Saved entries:

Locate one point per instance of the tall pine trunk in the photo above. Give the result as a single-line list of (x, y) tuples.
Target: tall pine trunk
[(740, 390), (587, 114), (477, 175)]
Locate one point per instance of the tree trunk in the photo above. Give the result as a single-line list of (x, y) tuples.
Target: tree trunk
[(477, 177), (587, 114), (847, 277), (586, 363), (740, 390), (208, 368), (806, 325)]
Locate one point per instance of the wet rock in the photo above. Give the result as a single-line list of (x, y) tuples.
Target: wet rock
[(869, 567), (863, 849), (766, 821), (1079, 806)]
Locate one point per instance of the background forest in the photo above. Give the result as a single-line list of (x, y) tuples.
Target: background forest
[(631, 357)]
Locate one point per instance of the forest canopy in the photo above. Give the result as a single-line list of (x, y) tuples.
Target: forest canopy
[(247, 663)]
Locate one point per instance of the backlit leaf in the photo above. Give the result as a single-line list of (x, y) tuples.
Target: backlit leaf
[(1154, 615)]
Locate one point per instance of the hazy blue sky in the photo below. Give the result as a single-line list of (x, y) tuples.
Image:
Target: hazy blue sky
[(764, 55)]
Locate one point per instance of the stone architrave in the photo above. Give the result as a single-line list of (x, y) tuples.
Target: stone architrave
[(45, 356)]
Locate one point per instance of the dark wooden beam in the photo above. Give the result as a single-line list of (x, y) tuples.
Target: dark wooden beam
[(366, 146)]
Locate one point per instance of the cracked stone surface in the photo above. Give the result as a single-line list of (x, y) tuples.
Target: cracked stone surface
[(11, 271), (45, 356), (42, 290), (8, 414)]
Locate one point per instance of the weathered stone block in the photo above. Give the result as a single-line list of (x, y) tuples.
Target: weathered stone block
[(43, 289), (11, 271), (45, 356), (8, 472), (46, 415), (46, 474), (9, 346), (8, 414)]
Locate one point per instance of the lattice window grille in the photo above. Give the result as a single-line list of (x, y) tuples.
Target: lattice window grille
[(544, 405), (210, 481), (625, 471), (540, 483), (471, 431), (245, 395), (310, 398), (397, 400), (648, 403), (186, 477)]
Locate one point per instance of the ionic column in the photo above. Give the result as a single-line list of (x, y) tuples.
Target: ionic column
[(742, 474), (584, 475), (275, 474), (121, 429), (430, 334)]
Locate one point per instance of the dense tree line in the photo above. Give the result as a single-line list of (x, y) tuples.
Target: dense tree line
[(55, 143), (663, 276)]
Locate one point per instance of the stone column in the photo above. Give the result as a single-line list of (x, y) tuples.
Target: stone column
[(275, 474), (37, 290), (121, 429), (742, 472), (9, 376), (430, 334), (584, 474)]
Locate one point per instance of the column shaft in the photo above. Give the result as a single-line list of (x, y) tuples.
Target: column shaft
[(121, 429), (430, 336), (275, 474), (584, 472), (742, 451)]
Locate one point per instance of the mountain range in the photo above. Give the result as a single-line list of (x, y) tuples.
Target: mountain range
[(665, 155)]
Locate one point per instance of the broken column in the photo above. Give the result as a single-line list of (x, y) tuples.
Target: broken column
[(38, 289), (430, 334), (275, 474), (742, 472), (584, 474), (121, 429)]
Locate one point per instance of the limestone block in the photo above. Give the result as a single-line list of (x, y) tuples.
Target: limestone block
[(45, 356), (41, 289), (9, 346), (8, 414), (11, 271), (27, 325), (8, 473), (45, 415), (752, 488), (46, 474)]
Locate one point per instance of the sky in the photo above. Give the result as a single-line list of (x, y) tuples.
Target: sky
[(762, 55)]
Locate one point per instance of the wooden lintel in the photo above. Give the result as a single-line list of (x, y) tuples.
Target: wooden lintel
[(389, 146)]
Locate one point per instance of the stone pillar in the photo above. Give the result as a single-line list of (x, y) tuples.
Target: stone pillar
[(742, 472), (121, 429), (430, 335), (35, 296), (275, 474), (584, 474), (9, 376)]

→ INSTRUCTION: Copy the lines above word for word, starting at the line containing "Locate one point per instance of the dark" and ending at the line containing "334), (584, 474)]".

→ COMPLETED EXERCISE:
Locate one point per instance of the dark wooden beam in the photo above. Give the result as a single-line list of (x, y) tuples.
Target: dark wooden beam
[(366, 146)]
Locate one point per instance of the cracked stone surface in the photo above. Give the result as a single-line list of (x, y) tuples.
Target: cracked stone surface
[(11, 271), (45, 356), (42, 290), (8, 414)]
Locate one point per instance of the weathered stone block in the photo above. Give the result as a single-line list of (x, y) tuples.
Target: weathered stone block
[(43, 289), (11, 271), (45, 356), (8, 472), (46, 415), (46, 474), (9, 346), (8, 414)]
Locate one point per instance of the lattice window grille in the photo above. Give the result as a single-line list of (x, y) tuples.
Target: lattice window grille
[(544, 405), (210, 481), (625, 471), (540, 483), (471, 431), (245, 395), (310, 398), (397, 400), (648, 403), (186, 477)]
Locate one point per instance of the ionic column in the photo above. Give the result as a single-line list of (x, y) tuples.
Target: ionic column
[(742, 474), (584, 475), (275, 474), (121, 429), (430, 334)]
Locate one point per instance of the dense tree line in the photo above. Give the result as a single-line list of (x, y) tuples.
Target: dense tree line
[(55, 143), (663, 276)]
Locate one point per instance of the stone column in the photo above. Give the result as a single-line list of (x, y) tuples.
Target: stone column
[(275, 474), (37, 290), (121, 429), (742, 472), (9, 376), (430, 334), (584, 474)]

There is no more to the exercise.